>> start Task data
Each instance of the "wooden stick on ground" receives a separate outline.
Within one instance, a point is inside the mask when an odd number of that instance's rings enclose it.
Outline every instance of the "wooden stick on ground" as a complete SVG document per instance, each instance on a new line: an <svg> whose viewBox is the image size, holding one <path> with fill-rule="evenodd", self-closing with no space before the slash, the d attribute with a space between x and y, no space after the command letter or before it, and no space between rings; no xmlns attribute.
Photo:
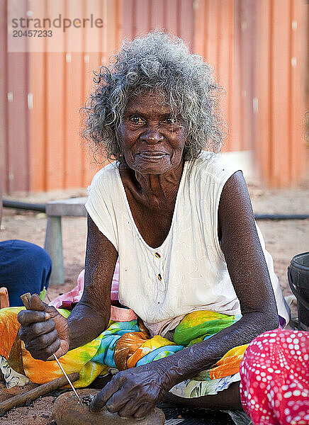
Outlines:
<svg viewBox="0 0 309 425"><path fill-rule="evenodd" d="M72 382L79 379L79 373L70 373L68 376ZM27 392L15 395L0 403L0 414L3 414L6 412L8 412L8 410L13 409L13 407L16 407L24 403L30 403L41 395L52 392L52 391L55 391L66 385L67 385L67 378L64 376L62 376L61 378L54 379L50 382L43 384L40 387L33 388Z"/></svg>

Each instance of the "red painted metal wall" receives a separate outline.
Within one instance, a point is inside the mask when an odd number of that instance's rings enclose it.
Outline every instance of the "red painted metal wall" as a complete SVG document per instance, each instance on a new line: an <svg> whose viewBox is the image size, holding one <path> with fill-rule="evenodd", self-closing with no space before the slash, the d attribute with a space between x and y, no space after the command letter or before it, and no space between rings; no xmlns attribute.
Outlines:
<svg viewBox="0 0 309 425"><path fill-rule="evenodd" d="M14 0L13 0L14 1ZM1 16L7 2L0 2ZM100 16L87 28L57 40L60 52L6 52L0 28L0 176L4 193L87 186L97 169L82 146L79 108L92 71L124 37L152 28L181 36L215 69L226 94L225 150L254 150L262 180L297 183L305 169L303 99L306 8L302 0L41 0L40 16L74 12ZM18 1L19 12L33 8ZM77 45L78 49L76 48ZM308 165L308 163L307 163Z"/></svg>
>> end Task data
>> start Task data
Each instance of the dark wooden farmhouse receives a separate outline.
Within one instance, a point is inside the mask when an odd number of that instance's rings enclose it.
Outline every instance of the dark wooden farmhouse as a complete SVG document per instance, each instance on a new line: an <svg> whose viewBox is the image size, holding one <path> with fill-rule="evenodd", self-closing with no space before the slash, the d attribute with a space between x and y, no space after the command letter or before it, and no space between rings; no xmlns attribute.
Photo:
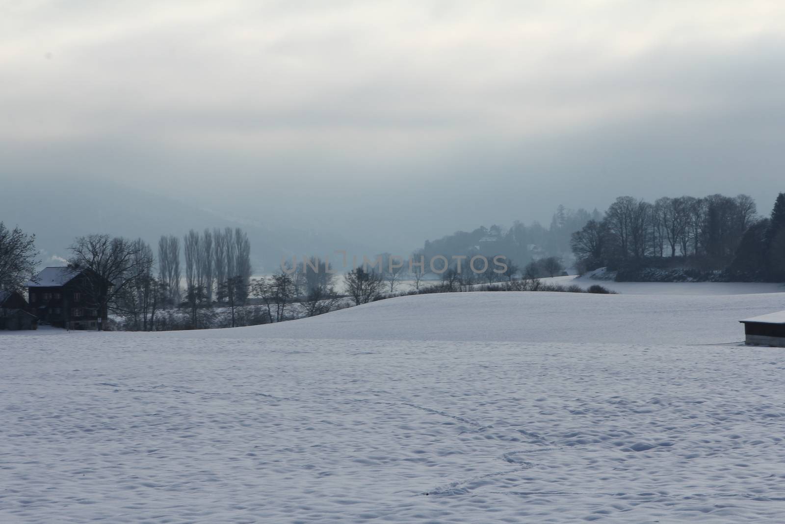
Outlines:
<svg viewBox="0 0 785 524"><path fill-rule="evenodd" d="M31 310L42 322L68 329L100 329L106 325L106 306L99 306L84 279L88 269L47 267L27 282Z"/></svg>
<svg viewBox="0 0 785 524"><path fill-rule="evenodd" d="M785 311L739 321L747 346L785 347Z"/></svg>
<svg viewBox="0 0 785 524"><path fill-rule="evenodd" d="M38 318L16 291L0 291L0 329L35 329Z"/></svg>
>> end Task data
#### Stated goal
Filter the data above down to the lines that contain the word "separate", copying each matching line. The match is case-sensitive.

#### Result of the exercise
Each instance of the "wooden stick on ground" receives a separate outline.
Each instance of the "red painted metal wall" receives a separate outline.
Each instance of the dark wooden farmhouse receives a separate outline.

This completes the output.